# Written exercise:
Repeat the material starting at the line containing "request | drop a dot on each instance of the macaron" and ending at the line containing "[(221, 90)]", keeping both of those lines.

# Task input:

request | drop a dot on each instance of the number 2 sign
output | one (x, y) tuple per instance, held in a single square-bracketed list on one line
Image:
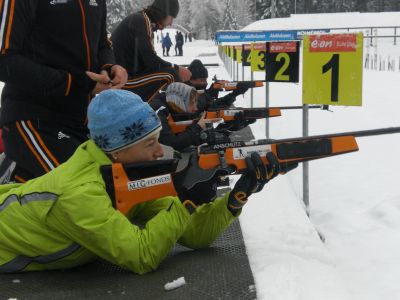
[(332, 69)]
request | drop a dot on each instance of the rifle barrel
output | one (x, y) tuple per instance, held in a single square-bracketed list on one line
[(297, 107), (360, 133)]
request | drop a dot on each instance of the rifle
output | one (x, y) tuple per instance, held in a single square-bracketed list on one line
[(129, 185), (179, 122), (234, 85)]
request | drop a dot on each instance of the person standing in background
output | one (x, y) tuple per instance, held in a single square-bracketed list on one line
[(54, 57), (134, 49)]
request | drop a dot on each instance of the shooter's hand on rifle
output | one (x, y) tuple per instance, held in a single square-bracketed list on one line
[(213, 136), (238, 123), (200, 193), (253, 179), (241, 88), (203, 122)]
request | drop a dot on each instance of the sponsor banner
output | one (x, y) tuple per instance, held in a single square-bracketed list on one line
[(333, 69), (333, 43), (239, 36), (283, 47), (149, 182), (242, 152), (301, 33)]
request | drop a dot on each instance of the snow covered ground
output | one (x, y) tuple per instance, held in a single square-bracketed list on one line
[(354, 198)]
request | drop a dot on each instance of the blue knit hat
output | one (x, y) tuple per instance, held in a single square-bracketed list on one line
[(118, 119)]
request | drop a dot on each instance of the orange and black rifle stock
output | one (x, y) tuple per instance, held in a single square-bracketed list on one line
[(129, 185), (179, 122), (234, 85)]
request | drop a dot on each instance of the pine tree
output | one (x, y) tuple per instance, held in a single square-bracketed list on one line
[(230, 21)]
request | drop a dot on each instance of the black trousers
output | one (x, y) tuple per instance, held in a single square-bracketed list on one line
[(147, 85), (37, 146)]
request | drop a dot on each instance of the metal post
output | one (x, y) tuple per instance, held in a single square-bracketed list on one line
[(251, 90), (237, 68), (370, 43), (306, 175), (242, 63)]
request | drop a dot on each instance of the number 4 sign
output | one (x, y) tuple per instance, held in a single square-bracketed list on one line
[(332, 69)]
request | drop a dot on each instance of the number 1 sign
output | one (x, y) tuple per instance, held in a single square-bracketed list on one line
[(332, 69)]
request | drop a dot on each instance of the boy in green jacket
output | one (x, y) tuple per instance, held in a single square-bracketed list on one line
[(65, 218)]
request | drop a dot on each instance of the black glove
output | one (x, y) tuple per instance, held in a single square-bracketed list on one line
[(241, 88), (196, 186), (238, 123), (253, 179), (213, 92)]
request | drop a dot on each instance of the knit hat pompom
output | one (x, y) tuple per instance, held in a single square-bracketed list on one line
[(118, 119)]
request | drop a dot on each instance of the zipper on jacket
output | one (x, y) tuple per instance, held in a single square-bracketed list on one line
[(85, 35)]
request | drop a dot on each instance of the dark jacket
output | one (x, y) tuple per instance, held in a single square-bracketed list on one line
[(133, 45), (44, 55), (179, 141)]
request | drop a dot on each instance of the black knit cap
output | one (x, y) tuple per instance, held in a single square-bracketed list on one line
[(198, 69), (166, 7)]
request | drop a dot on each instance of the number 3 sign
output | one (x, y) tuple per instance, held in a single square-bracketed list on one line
[(332, 69)]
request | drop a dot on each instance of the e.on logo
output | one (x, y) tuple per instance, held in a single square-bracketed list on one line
[(333, 43)]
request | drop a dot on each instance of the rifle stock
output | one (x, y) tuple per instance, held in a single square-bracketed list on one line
[(233, 85), (133, 184), (225, 114), (287, 151)]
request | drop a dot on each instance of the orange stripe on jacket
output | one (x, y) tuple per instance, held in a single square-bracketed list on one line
[(146, 82), (49, 154), (9, 25), (85, 35), (149, 30), (31, 148), (68, 84), (165, 77)]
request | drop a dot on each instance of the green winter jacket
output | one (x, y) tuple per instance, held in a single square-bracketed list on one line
[(65, 219)]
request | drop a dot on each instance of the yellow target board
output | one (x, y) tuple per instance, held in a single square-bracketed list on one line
[(332, 69), (238, 56), (258, 55)]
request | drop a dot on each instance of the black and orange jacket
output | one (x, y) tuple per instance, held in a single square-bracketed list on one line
[(46, 47), (133, 45)]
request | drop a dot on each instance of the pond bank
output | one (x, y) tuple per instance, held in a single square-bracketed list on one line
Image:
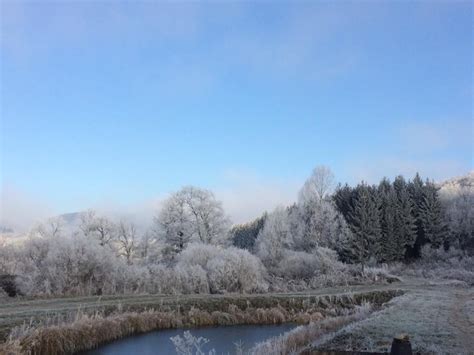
[(89, 331)]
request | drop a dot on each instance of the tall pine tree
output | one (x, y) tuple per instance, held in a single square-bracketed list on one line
[(390, 248), (432, 217), (405, 219), (365, 224)]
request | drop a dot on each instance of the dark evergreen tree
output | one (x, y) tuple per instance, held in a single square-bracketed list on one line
[(416, 190), (365, 224), (390, 248), (432, 217), (405, 219), (244, 235), (344, 200)]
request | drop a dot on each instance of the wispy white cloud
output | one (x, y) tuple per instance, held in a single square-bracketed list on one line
[(429, 148), (247, 194), (19, 209)]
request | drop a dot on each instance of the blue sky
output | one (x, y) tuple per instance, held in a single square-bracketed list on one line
[(116, 103)]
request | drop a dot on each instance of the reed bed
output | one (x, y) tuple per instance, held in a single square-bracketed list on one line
[(88, 331), (300, 338)]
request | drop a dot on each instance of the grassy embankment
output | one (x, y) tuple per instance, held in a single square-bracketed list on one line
[(61, 329)]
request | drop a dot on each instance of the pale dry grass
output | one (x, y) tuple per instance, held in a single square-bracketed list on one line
[(301, 337), (87, 331)]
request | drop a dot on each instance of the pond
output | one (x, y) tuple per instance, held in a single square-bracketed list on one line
[(221, 339)]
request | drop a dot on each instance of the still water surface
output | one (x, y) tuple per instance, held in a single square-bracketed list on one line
[(221, 339)]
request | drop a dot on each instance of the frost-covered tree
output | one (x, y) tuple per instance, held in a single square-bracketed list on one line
[(227, 269), (244, 235), (192, 214), (53, 227), (275, 237), (460, 216), (318, 186), (100, 228), (127, 239)]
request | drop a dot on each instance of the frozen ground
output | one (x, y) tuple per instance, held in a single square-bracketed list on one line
[(438, 319)]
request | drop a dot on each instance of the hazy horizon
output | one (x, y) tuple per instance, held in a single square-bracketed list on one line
[(115, 105)]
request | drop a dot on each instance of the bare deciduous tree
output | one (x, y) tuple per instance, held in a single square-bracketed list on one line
[(318, 186), (127, 240)]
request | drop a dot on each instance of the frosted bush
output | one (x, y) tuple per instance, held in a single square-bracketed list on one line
[(189, 344)]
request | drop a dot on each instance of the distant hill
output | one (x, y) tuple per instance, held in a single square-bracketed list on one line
[(457, 185)]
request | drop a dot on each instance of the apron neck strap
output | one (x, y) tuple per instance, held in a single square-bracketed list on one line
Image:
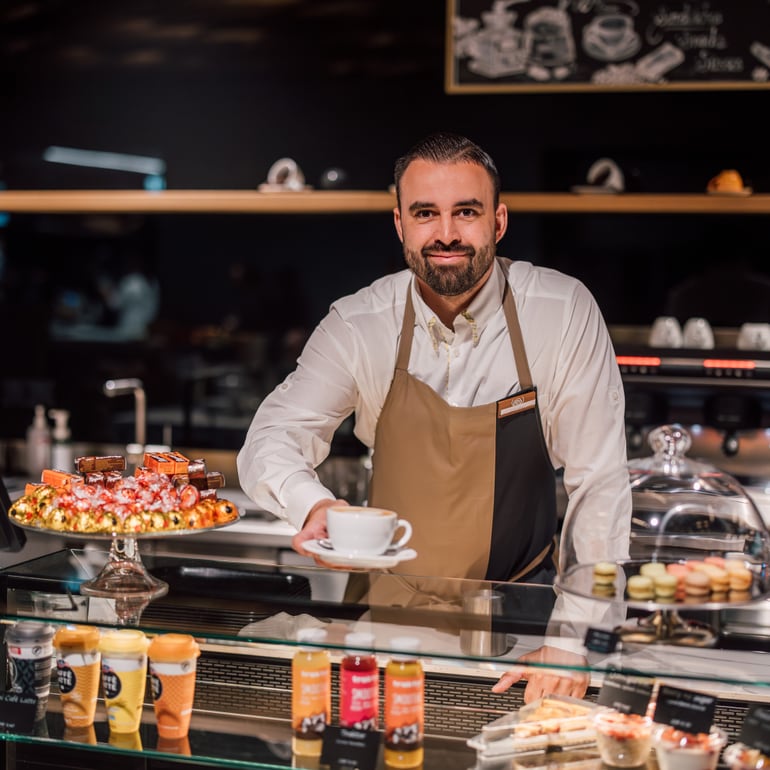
[(517, 339), (514, 330)]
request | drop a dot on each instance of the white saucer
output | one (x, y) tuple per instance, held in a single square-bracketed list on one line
[(384, 561)]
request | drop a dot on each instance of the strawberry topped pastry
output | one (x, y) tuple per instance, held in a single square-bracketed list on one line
[(167, 492)]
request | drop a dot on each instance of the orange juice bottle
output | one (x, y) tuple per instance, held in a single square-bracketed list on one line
[(404, 704), (311, 692)]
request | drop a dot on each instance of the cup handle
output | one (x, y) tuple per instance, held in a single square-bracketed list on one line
[(404, 539)]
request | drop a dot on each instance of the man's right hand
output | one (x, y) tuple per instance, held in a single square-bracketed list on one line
[(314, 528)]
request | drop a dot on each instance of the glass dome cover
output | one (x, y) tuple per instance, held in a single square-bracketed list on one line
[(685, 509)]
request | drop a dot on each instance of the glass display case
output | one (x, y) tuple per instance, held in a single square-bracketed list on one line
[(246, 619)]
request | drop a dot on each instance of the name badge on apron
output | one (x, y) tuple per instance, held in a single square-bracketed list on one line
[(520, 402)]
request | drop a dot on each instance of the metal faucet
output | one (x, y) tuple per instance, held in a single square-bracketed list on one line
[(123, 387)]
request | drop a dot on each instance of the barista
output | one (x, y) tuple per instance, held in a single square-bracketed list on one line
[(473, 377)]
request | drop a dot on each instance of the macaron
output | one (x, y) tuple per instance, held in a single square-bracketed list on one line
[(665, 585), (697, 584), (719, 579), (652, 568), (739, 578), (640, 587)]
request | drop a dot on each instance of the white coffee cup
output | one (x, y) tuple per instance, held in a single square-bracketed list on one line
[(359, 530), (698, 334), (754, 336), (666, 333)]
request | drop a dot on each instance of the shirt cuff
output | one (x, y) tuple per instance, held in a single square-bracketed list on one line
[(301, 497)]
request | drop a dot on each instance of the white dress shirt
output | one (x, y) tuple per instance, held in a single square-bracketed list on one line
[(347, 366)]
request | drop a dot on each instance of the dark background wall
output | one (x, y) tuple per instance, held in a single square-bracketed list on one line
[(221, 90)]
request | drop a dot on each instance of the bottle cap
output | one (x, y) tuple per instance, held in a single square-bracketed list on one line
[(39, 420), (61, 431), (123, 640), (76, 638), (169, 648)]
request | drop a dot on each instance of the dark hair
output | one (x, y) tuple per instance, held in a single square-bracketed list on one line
[(442, 147)]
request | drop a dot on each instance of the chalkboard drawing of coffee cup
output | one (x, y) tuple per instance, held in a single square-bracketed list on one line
[(549, 43), (611, 37), (496, 49)]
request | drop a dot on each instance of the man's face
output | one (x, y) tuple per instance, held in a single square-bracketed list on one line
[(448, 224)]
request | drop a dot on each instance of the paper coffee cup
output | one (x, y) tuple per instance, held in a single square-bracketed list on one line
[(173, 659), (29, 647), (124, 677), (78, 669)]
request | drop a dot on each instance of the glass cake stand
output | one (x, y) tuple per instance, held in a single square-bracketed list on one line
[(124, 577), (683, 511)]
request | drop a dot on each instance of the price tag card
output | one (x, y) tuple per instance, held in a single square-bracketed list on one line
[(627, 694), (691, 712), (345, 747), (17, 712), (755, 731), (599, 640)]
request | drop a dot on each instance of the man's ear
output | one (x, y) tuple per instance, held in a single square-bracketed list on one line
[(397, 223), (501, 221)]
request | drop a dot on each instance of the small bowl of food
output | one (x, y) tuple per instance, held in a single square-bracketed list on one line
[(623, 740), (679, 750)]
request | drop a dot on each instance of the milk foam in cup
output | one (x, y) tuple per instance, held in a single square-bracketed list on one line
[(78, 668), (173, 659), (358, 530), (29, 647), (124, 677)]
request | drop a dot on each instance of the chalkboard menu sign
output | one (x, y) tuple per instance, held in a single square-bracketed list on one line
[(592, 45)]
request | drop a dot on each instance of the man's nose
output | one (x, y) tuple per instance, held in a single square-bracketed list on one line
[(447, 229)]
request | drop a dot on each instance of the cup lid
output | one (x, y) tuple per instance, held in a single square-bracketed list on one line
[(77, 637), (171, 647), (123, 640), (29, 632)]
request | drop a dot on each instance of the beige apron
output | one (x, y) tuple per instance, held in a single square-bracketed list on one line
[(476, 482)]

# Task output:
request | drop a dot on each instance of the macaron
output | one (x, y) tuple per instance, held in a single square-bracketed list on one line
[(665, 585), (697, 584), (719, 579), (652, 568), (739, 578), (640, 587)]
request | drop a dot on each instance of the white coffee cup
output | one (x, y) tuple per instance, held in a single square-bracketed list on one line
[(359, 530), (698, 334), (754, 336), (666, 333)]
request | drop a dot on each instance of the shirt cuff
output | one (x, y) tuple per instance, held in a single square-bracketed list on one line
[(301, 497)]
request | drop a dot on each instance of the white dress shirt
output | one (x, y) tuple per instance, held in a single square-bracketed list on one line
[(347, 366)]
request | drop a dot on each instance of the dark background wall
output | one (x, y) tuple per instance, held in a single square-bracketed list on one line
[(221, 90)]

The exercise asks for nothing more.